Exercise data section start

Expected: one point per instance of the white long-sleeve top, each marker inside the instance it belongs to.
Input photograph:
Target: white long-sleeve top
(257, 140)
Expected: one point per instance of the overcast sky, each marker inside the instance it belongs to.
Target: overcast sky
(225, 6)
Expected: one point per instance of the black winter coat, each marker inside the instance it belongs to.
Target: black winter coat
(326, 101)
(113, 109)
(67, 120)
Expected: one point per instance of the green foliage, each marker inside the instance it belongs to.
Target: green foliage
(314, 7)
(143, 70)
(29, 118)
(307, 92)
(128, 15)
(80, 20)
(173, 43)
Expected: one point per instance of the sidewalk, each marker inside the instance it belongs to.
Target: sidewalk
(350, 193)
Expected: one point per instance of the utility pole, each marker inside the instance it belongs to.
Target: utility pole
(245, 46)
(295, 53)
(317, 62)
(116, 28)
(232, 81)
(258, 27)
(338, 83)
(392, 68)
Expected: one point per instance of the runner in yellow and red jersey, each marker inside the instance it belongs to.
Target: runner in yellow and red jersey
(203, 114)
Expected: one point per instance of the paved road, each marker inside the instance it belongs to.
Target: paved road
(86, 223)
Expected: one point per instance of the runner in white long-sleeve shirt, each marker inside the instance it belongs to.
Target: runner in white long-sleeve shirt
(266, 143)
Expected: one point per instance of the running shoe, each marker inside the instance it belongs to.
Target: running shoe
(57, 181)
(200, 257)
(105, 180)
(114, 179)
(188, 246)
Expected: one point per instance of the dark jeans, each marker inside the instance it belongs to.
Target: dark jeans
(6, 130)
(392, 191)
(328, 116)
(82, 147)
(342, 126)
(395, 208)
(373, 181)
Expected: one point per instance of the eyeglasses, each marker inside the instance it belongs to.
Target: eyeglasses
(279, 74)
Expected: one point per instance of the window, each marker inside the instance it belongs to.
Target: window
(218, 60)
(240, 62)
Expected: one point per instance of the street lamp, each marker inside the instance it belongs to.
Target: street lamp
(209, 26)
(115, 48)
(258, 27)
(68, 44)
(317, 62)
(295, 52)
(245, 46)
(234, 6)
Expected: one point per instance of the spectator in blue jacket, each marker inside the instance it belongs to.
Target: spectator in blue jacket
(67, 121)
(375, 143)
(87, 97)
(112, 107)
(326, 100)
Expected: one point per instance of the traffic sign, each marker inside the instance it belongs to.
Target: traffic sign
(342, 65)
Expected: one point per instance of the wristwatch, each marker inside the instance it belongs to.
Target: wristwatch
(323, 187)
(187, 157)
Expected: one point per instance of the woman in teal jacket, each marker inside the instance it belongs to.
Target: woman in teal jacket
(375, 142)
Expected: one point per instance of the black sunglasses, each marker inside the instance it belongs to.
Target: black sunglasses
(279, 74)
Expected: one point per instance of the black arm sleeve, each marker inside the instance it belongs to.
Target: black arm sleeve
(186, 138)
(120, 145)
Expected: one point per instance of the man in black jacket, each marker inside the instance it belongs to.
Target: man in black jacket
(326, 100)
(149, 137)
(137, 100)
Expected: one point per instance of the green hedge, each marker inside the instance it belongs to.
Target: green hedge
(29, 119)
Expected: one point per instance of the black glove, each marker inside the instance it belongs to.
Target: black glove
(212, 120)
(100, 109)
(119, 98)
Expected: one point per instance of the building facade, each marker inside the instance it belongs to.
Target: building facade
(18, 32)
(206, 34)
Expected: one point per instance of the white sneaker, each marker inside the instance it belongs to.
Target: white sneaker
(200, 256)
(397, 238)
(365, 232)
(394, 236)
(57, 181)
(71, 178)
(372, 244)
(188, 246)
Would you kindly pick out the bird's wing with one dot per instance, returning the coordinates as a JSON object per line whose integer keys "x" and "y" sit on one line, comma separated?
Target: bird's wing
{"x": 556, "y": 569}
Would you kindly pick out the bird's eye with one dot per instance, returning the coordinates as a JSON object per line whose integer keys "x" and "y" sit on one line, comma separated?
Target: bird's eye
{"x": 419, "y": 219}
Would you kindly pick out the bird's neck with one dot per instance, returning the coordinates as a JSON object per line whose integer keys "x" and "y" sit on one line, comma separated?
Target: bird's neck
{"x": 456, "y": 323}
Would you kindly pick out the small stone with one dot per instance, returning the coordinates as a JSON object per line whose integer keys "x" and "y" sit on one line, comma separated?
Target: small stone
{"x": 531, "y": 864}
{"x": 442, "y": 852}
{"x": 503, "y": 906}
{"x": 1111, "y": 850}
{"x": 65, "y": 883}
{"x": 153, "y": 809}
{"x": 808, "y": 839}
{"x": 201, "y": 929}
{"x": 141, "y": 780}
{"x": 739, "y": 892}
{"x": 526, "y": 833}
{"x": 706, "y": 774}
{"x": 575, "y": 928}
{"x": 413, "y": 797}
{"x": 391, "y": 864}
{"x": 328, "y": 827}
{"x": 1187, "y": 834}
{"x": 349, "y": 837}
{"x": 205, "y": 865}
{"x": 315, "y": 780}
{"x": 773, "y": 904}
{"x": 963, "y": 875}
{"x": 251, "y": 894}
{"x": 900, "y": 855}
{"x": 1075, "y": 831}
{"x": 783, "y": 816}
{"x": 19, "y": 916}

Exercise data section end

Would you transcribe the whole listing, keeping every character the same?

Expected: one point per instance of the white long-sleeve top, each marker inside the instance it belongs to.
Input photograph:
Target: white long-sleeve top
(257, 140)
Expected: one point per instance of the overcast sky, each marker inside the instance it belongs to.
Target: overcast sky
(225, 6)
Expected: one point per instance of the black winter coat, each marker inside the instance it belongs to.
Target: black winter coat
(326, 101)
(113, 109)
(67, 120)
Expected: one point per instance of the green foliage, each marker inside the instance it belongs to.
Target: green foliage
(314, 7)
(143, 70)
(29, 118)
(307, 92)
(128, 15)
(80, 20)
(173, 43)
Expected: one point per instance of the sidewalk, each marker inside the instance it belongs to.
Target: sidewalk
(350, 193)
Expected: one point per instance of the utility pole, each marker inside the instance it belongs to.
Target: utility pole
(245, 46)
(295, 53)
(317, 62)
(116, 28)
(232, 81)
(258, 27)
(338, 83)
(392, 68)
Expected: one point per instance of the runner in yellow and red jersey, each marker inside the instance it belongs to.
Target: runner in yellow and red jersey
(203, 114)
Expected: one point per instance of the paved road, each marker inside the instance it belongs to.
Target: paved road
(86, 223)
Expected: one point per instance of the runner in white long-sleeve shirt, each marker inside the instance it belongs to.
Target: runner in white long-sleeve shirt
(266, 143)
Expected: one point per instance of the running shoe, each marker inside the instance it belongs to.
Target: running shoe
(57, 181)
(200, 257)
(105, 180)
(114, 179)
(188, 246)
Expected: one point per instance of the dark jeans, each marker inside the instance it belongs to.
Target: dark jeans
(6, 130)
(392, 191)
(328, 116)
(82, 147)
(342, 126)
(395, 208)
(373, 181)
Expected: one point per instance of the eyeglasses, each marker inside the instance it belongs to.
Target: eyeglasses
(279, 74)
Expected: one point per instance of the window, each marker inside the instance it belongs to.
Target: window
(218, 60)
(240, 62)
Expected: one point per instance of the street lamp, each marker inside the instance it belongs to.
Target: street lamp
(209, 26)
(115, 48)
(258, 27)
(68, 44)
(317, 62)
(295, 52)
(245, 46)
(234, 6)
Expected: one point per instance of the spectator in blue jacket, each marker inside the instance it belongs to.
Target: spectator in blue jacket
(67, 121)
(375, 143)
(87, 97)
(112, 107)
(326, 100)
Expected: one point per instance of the traffic sign, each marker inside the instance it belongs to.
Target: traffic sign
(342, 65)
Expected: one point per instance of the wristwatch, each marker inside the instance it belongs to.
Target: wristwatch
(323, 187)
(187, 157)
Expected: one point per instance of the woman in teal jacket, each marker inside the instance it belongs to.
Target: woman in teal jacket
(375, 142)
Expected: one point per instance of the black sunglasses, each marker inside the instance it belongs to.
Target: black sunglasses
(279, 74)
Expected: one point per instance of the black arm sleeve, each marker inside the instance it belongs to.
Target: black arm sleeve
(186, 138)
(120, 145)
Expected: one point per instance of the man in black jacket, each marker inside the instance it belongs to.
Target: man in black jacket
(326, 100)
(149, 137)
(137, 100)
Expected: one point per instance of the green hedge, each marker inside the instance it belongs to.
Target: green hedge
(29, 119)
Expected: one point per instance of the black glove, each marker inside the instance it belongs to.
Target: black glove
(212, 120)
(100, 109)
(119, 98)
Expected: one point per instance of the building facade, each marker inside the instance it belongs to.
Target: building facade
(18, 32)
(206, 34)
Expected: one point per instance of the white sneaker, each marker inside the instance it belongs to.
Target: white sneaker
(200, 256)
(397, 238)
(365, 232)
(394, 236)
(57, 181)
(71, 178)
(372, 244)
(188, 246)
Would you kindly pick out the bird's wing with one dot per instance, returning the coordinates as a JSON object per line whose integer keys "x" and "y" sit on one line, comma separated?
Target: bird's wing
{"x": 556, "y": 569}
Would you kindly pick out the bird's eye with one dot per instance, returning the coordinates as a JSON object per line whose integer keys "x" and "y" sit on one line, comma separated?
Target: bird's eye
{"x": 419, "y": 219}
Would you kindly pick out the bird's neck with one dot per instance, returning the coordinates as a JSON object per line whose integer keys "x" and "y" sit on one line, comma separated?
Target: bird's neck
{"x": 456, "y": 323}
Would you kindly pick out the small stone with one dot per instance, returning the coordinates as a JSON object per line whose integer keys "x" and "y" sit on one line, comma separated?
Target: small stone
{"x": 531, "y": 864}
{"x": 442, "y": 852}
{"x": 503, "y": 906}
{"x": 1111, "y": 850}
{"x": 65, "y": 883}
{"x": 153, "y": 809}
{"x": 808, "y": 839}
{"x": 201, "y": 929}
{"x": 141, "y": 780}
{"x": 739, "y": 892}
{"x": 526, "y": 833}
{"x": 706, "y": 774}
{"x": 575, "y": 928}
{"x": 413, "y": 797}
{"x": 391, "y": 864}
{"x": 328, "y": 827}
{"x": 1187, "y": 834}
{"x": 349, "y": 837}
{"x": 205, "y": 865}
{"x": 315, "y": 780}
{"x": 773, "y": 904}
{"x": 963, "y": 875}
{"x": 251, "y": 894}
{"x": 900, "y": 855}
{"x": 1075, "y": 831}
{"x": 783, "y": 816}
{"x": 19, "y": 916}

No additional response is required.